-- What is expected --
Retype the stretch of data from the line containing "logo on shorts." through the line containing "[671,265,894,398]", reproducing every line verbatim.

-- Exercise inputs --
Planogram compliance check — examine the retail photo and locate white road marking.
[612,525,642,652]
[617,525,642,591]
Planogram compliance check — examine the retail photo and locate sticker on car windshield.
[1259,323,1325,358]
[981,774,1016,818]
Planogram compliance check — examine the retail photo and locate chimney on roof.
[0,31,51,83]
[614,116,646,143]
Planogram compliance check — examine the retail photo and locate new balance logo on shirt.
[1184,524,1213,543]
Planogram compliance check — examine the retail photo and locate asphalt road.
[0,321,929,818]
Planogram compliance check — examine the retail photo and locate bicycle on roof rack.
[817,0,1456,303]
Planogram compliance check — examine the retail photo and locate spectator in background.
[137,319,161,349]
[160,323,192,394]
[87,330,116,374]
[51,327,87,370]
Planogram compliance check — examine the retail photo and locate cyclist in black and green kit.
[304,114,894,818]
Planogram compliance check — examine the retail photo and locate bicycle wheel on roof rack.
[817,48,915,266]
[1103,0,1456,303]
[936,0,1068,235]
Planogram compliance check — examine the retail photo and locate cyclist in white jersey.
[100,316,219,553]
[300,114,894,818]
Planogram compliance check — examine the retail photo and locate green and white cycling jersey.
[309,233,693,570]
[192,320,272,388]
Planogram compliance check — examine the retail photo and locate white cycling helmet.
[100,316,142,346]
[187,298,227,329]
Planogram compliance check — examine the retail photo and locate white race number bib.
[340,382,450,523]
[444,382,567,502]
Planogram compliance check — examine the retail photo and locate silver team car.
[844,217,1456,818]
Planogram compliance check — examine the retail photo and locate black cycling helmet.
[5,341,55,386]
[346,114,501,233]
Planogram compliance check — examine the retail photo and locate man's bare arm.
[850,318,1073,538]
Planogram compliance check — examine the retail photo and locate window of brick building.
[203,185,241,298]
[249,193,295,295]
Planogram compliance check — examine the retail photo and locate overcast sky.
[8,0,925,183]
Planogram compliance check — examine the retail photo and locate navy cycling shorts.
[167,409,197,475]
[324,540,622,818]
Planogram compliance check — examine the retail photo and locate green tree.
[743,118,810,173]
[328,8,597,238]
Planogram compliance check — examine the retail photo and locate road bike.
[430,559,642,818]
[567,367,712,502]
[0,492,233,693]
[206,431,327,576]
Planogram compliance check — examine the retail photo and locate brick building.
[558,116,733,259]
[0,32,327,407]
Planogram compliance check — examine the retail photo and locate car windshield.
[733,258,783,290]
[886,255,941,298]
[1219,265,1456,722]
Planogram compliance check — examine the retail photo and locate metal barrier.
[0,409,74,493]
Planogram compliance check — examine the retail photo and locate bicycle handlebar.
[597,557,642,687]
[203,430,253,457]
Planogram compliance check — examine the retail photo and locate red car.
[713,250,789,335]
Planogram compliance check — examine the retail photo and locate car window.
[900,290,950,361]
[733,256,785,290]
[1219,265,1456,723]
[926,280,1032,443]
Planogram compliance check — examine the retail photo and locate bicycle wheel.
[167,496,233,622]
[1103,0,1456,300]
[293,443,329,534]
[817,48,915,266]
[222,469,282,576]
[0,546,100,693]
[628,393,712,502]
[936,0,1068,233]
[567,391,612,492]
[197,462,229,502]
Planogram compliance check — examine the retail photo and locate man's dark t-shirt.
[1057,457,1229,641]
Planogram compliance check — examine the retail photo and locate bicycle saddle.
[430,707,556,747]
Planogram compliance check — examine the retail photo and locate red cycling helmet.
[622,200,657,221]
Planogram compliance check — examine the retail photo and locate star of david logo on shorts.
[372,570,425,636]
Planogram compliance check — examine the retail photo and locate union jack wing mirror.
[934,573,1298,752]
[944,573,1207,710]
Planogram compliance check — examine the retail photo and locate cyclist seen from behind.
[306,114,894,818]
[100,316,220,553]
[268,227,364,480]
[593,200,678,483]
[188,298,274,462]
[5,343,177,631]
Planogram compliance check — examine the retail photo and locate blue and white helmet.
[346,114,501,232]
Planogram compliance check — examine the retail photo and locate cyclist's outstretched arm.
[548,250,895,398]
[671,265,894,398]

==

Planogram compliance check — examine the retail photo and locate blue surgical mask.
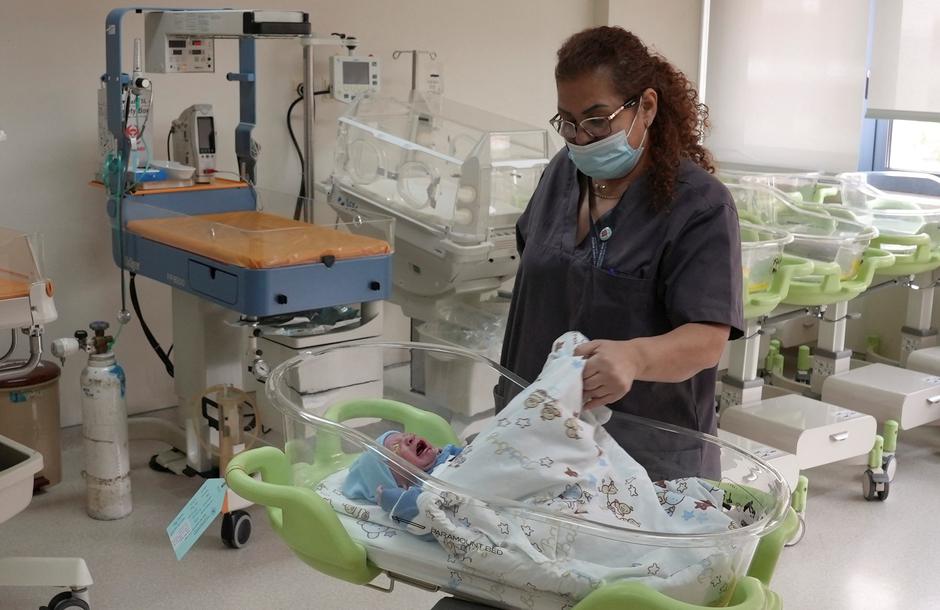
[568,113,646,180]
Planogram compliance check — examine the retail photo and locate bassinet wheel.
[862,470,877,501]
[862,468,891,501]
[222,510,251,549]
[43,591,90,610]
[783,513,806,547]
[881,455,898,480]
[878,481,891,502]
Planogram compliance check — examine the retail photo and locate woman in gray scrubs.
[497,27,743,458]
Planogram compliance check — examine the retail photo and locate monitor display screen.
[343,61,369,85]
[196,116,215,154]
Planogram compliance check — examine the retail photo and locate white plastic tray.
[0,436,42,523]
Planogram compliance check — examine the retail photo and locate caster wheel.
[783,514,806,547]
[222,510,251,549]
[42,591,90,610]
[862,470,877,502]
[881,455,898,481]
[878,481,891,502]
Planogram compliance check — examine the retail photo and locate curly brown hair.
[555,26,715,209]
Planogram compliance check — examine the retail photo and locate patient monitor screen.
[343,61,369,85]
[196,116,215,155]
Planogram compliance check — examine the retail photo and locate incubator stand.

-- Full response --
Planogram compliance check — examine the retail photo and locate star of david logo on shorts.
[372,570,425,636]
Planogram compliance check — examine the retail photo and locate union jack wing mirror.
[934,573,1298,752]
[944,573,1207,710]
Planogram compliance check — examine the retail photo and locate cyclist seen from behind.
[306,114,894,818]
[100,316,220,553]
[268,227,364,480]
[593,200,678,483]
[188,298,274,462]
[5,343,177,631]
Planogram compliance check — examine the retail photo and locate blue and white helmet.
[346,114,501,232]
Planogram compliance check — examine the retail photo and locate cyclist's outstretched arm.
[548,250,895,398]
[671,265,894,398]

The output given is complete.